§ WHAT YOU ARE ASKED TO DO: Return every line of the listing below that contains the string "twig". Case counts.

§ Stored records:
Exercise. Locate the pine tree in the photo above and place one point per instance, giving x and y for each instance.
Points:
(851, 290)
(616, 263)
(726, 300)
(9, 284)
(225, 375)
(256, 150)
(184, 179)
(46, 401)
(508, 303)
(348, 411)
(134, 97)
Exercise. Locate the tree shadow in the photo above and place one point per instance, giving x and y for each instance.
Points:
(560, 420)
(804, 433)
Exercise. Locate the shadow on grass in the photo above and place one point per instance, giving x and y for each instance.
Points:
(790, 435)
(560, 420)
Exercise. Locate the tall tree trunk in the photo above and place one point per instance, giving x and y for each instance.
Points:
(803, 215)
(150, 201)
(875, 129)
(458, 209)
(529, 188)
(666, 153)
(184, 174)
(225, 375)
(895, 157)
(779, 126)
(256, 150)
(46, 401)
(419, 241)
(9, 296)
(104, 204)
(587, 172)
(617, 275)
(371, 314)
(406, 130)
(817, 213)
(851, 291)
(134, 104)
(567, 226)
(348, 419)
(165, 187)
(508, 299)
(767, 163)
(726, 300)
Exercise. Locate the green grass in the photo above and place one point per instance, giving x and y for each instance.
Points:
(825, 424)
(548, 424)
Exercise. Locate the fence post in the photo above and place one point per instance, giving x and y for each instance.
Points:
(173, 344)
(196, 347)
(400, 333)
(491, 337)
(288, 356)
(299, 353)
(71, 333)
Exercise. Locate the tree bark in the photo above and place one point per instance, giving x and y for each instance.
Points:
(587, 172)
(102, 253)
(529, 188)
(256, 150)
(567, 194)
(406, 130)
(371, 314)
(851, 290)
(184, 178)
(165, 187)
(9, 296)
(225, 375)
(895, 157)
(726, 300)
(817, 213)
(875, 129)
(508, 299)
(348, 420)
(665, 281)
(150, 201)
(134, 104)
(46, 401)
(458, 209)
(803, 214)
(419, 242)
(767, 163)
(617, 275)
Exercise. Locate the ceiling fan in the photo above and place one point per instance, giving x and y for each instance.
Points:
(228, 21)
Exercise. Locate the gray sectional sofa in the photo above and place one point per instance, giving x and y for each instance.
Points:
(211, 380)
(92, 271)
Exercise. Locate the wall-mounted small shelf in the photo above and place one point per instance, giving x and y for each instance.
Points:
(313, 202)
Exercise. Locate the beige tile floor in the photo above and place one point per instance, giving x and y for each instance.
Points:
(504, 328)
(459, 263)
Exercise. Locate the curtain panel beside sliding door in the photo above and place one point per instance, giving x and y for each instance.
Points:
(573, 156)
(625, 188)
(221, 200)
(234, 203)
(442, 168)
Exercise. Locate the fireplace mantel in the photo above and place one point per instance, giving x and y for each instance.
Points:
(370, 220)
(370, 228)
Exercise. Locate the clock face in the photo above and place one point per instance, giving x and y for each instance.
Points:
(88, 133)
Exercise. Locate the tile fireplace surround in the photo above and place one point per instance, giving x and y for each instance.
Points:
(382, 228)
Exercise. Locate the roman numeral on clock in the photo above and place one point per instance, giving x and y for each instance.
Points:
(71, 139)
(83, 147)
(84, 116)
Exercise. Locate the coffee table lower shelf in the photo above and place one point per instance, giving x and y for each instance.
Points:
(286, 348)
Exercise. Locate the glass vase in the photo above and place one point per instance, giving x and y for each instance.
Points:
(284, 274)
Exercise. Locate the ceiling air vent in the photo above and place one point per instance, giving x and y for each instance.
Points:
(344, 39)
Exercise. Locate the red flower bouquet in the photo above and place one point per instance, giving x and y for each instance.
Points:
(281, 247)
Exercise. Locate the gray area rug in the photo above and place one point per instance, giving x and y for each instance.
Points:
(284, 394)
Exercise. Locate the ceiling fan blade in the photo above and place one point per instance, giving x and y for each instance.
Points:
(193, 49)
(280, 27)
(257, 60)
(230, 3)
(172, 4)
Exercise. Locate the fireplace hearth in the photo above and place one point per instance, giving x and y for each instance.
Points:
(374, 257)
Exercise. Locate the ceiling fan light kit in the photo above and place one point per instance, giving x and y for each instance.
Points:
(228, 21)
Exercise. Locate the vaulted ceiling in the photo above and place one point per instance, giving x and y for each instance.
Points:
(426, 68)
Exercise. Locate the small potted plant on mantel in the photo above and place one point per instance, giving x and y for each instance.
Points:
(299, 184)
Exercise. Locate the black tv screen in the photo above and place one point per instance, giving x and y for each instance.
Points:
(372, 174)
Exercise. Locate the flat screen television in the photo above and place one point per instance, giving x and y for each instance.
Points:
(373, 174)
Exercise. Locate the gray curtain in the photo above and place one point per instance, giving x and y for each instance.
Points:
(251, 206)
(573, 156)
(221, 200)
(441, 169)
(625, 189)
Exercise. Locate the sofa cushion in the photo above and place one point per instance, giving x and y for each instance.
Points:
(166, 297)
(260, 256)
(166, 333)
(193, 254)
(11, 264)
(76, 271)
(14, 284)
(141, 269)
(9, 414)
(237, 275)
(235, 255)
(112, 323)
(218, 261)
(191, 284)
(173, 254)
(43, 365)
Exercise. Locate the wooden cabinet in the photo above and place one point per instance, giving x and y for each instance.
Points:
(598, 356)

==

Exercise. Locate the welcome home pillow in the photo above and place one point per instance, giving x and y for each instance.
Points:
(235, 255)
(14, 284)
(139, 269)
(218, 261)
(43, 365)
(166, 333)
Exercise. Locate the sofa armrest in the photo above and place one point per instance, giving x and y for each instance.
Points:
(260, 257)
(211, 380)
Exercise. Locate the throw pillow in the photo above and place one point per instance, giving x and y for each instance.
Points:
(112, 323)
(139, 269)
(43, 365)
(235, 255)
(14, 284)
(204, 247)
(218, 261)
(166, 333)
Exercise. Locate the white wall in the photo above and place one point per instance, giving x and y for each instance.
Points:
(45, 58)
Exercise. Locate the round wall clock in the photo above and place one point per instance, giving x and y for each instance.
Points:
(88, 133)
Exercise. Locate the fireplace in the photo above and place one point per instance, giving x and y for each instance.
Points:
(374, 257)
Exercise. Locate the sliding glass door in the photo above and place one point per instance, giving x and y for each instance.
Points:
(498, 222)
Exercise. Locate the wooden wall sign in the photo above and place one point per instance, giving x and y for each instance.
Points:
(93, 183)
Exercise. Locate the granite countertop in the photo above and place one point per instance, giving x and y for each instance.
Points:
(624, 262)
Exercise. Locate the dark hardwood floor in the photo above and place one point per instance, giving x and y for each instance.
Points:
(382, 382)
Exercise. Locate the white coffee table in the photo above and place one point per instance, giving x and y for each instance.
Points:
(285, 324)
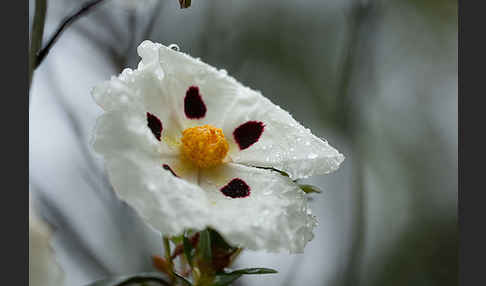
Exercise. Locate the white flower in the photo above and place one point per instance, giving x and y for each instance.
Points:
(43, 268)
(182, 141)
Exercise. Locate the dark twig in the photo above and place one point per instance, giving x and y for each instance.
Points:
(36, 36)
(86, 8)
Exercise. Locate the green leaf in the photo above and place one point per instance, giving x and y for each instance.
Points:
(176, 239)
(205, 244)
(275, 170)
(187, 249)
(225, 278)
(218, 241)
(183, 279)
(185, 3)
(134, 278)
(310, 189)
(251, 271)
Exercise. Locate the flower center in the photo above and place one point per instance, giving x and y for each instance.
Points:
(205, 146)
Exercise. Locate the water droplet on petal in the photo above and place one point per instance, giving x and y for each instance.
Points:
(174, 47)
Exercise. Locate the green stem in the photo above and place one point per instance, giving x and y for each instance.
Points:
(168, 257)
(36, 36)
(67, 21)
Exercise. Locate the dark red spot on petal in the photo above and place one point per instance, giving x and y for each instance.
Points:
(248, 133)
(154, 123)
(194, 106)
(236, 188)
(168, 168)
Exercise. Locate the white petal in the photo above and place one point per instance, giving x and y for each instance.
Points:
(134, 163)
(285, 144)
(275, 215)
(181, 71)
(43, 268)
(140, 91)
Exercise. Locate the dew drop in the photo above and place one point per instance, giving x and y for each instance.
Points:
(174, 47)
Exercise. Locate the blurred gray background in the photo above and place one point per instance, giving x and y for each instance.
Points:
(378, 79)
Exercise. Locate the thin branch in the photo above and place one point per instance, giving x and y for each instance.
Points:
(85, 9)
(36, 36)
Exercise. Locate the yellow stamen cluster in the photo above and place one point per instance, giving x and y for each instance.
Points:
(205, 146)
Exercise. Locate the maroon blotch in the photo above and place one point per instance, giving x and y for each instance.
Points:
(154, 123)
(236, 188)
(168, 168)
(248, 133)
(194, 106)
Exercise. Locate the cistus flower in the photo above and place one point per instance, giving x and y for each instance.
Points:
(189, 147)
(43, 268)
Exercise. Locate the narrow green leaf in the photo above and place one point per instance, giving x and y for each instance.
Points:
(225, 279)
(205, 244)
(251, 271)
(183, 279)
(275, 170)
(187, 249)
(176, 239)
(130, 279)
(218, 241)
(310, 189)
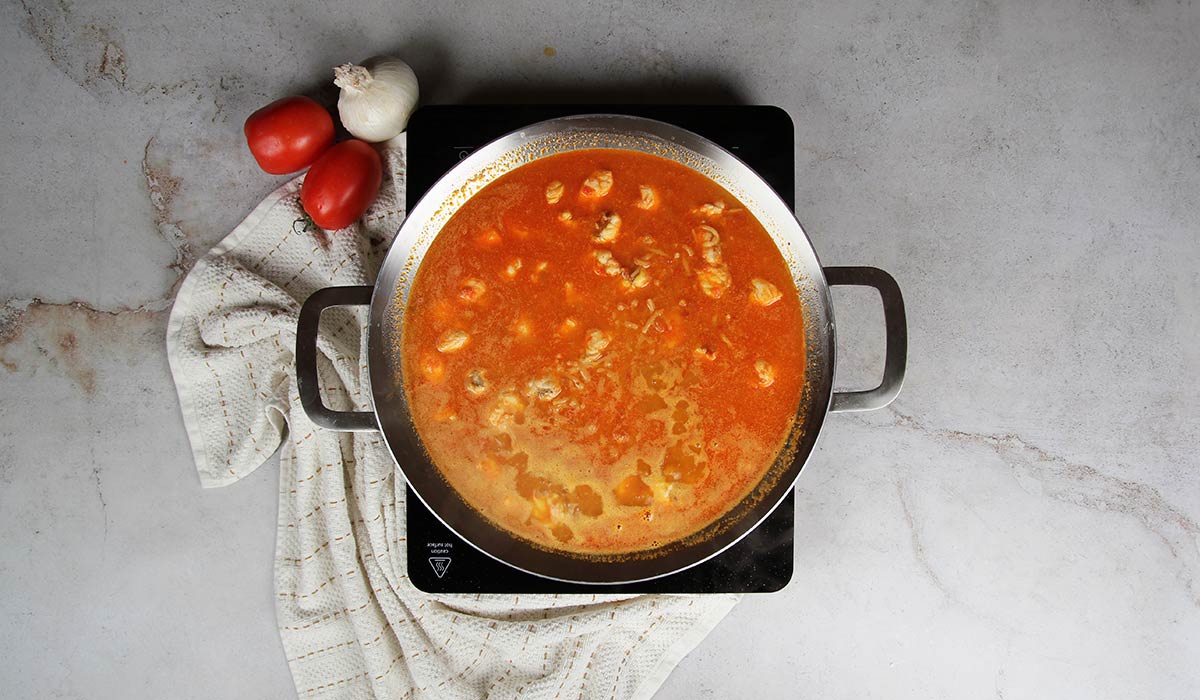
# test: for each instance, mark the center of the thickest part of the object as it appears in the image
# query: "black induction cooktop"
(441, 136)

...

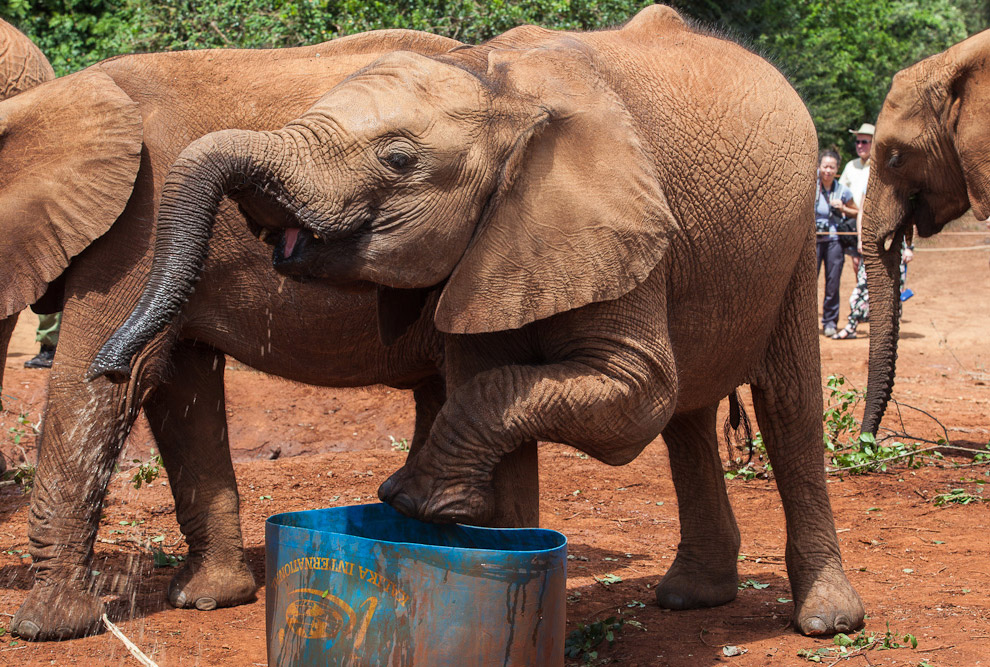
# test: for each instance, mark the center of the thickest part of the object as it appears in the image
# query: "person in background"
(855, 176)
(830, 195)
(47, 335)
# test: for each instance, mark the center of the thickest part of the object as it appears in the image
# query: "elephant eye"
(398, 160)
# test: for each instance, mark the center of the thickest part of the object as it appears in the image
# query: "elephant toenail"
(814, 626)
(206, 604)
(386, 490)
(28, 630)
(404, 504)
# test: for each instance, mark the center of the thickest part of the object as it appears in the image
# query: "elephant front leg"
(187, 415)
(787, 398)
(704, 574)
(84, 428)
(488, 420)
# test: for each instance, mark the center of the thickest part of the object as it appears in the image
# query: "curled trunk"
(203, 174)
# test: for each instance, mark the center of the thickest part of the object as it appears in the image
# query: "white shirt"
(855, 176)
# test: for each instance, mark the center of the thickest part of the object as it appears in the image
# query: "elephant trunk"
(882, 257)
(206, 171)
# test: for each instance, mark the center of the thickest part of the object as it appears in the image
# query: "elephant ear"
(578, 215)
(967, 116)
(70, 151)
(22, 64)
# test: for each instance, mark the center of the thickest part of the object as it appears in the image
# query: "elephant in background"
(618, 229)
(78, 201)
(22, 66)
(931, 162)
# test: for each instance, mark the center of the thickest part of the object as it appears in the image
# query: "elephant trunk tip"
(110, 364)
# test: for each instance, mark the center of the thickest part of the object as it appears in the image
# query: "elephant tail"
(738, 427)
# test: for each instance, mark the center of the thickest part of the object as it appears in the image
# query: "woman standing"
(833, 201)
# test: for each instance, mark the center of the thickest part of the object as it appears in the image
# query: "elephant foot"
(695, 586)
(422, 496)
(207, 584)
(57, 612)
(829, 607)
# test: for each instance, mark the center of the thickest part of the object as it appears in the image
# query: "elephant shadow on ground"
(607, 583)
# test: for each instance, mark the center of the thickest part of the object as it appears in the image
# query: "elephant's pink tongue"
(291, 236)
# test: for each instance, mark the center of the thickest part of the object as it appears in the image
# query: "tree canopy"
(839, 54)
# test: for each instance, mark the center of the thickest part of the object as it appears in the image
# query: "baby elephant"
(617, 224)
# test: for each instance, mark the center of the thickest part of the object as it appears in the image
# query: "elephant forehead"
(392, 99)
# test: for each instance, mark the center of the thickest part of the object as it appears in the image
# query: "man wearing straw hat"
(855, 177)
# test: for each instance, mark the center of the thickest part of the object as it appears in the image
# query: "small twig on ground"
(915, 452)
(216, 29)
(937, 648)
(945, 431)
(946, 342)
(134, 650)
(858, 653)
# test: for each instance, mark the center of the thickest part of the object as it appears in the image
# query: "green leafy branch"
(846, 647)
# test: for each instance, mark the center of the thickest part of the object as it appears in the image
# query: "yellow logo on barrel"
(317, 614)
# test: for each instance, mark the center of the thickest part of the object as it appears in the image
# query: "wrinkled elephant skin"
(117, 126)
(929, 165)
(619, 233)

§ TASK ANSWER:
Exercise. Locate the dark twig in the photo above and place one point per instance, giving x and y for each instance.
# query: "small twig on ground"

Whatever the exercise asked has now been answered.